## EXERCISE BRIEF
Rewrite the passage describing a book on modular forms between "This comprehensive textbook, which" and "Siegel modular forms.", inclusive, renaming "textbook" to "monograph" throughout that span.

═════ PASSAGE

This comprehensive textbook, which includes numerous exercises, aims to give a complete picture of the classical aspects of the subject, with an emphasis on explicit formulas. After a number of motivating examples such as elliptic functions and theta functions, the modular group, its subgroups, and general aspects of holomorphic and nonholomorphic modular forms are explained, with an emphasis on explicit examples. The heart of the book is the classical theory developed by Hecke and continued up to the Atkin-Lehner-Li theory of newforms and including the theory of Eisenstein series, Rankin-Selberg theory, and a more general theory of theta series including the Weil representation. The final chapter explores in some detail more general types of modular forms such as half-integral weight, Hilbert, Jacobi, Maass, and Siegel modular forms.

Some "gems" of the book are an immediately implementable trace formula for Hecke operators, generalizations of Haberland's formulas for the computation of Petersson inner products, W. Li's little-known theorem on the diagonalization of the full space of modular forms, and explicit algorithms due to the second author for computing Maass forms.

This book is essentially self-contained; the necessary tools such as gamma and Bessel functions, Bernoulli numbers, and so on are given in a separate chapter.

══════════
═════ GIVEN RECORDS

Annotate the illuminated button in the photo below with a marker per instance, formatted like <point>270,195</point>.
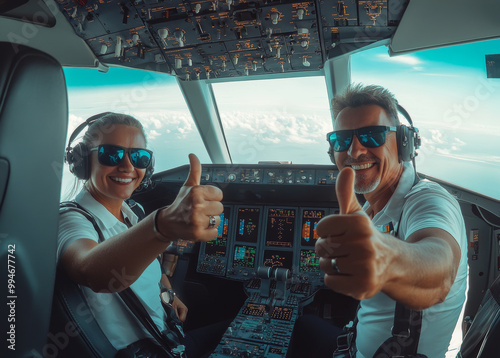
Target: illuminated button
<point>275,17</point>
<point>300,13</point>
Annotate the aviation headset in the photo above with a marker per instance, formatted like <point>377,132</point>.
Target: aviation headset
<point>78,157</point>
<point>408,140</point>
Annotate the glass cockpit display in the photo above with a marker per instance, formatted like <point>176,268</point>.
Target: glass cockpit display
<point>280,227</point>
<point>275,258</point>
<point>244,256</point>
<point>310,219</point>
<point>248,224</point>
<point>217,247</point>
<point>309,262</point>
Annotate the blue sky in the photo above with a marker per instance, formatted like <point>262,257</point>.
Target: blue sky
<point>445,91</point>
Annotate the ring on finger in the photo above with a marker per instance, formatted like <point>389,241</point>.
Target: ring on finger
<point>335,267</point>
<point>212,220</point>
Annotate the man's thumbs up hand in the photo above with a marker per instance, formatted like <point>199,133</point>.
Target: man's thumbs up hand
<point>350,247</point>
<point>194,176</point>
<point>344,187</point>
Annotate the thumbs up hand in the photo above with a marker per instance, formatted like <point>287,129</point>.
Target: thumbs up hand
<point>189,216</point>
<point>352,251</point>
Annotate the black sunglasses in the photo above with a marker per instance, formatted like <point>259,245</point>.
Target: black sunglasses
<point>370,137</point>
<point>112,155</point>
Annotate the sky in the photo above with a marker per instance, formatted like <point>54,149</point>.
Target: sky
<point>452,103</point>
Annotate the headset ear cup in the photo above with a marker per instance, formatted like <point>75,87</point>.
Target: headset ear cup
<point>405,144</point>
<point>331,153</point>
<point>146,181</point>
<point>78,159</point>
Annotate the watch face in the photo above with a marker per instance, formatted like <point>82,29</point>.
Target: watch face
<point>168,296</point>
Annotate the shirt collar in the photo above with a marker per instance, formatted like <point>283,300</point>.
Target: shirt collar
<point>99,211</point>
<point>392,210</point>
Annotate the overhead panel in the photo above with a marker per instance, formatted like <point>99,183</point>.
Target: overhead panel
<point>208,39</point>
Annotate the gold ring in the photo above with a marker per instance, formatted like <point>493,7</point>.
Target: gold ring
<point>211,221</point>
<point>335,267</point>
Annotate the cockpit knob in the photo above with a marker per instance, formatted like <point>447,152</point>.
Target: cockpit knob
<point>178,34</point>
<point>300,13</point>
<point>135,39</point>
<point>163,33</point>
<point>275,17</point>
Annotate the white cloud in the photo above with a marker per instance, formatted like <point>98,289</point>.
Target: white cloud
<point>403,59</point>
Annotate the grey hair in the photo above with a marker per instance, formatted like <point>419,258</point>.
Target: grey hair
<point>101,124</point>
<point>105,122</point>
<point>357,95</point>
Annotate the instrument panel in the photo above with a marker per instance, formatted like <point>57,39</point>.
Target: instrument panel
<point>208,39</point>
<point>270,236</point>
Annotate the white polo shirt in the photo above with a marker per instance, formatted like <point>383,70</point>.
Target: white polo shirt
<point>118,324</point>
<point>427,205</point>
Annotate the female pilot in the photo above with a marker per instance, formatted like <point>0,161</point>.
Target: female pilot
<point>113,159</point>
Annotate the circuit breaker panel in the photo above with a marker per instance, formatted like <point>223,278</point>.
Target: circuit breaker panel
<point>206,39</point>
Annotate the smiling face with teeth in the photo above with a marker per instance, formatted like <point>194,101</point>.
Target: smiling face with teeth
<point>111,185</point>
<point>377,169</point>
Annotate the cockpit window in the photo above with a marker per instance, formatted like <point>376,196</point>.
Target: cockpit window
<point>453,104</point>
<point>275,120</point>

══════════

## FULL ANSWER
This comprehensive monograph, which includes numerous exercises, aims to give a complete picture of the classical aspects of the subject, with an emphasis on explicit formulas. After a number of motivating examples such as elliptic functions and theta functions, the modular group, its subgroups, and general aspects of holomorphic and nonholomorphic modular forms are explained, with an emphasis on explicit examples. The heart of the book is the classical theory developed by Hecke and continued up to the Atkin-Lehner-Li theory of newforms and including the theory of Eisenstein series, Rankin-Selberg theory, and a more general theory of theta series including the Weil representation. The final chapter explores in some detail more general types of modular forms such as half-integral weight, Hilbert, Jacobi, Maass, and Siegel modular forms.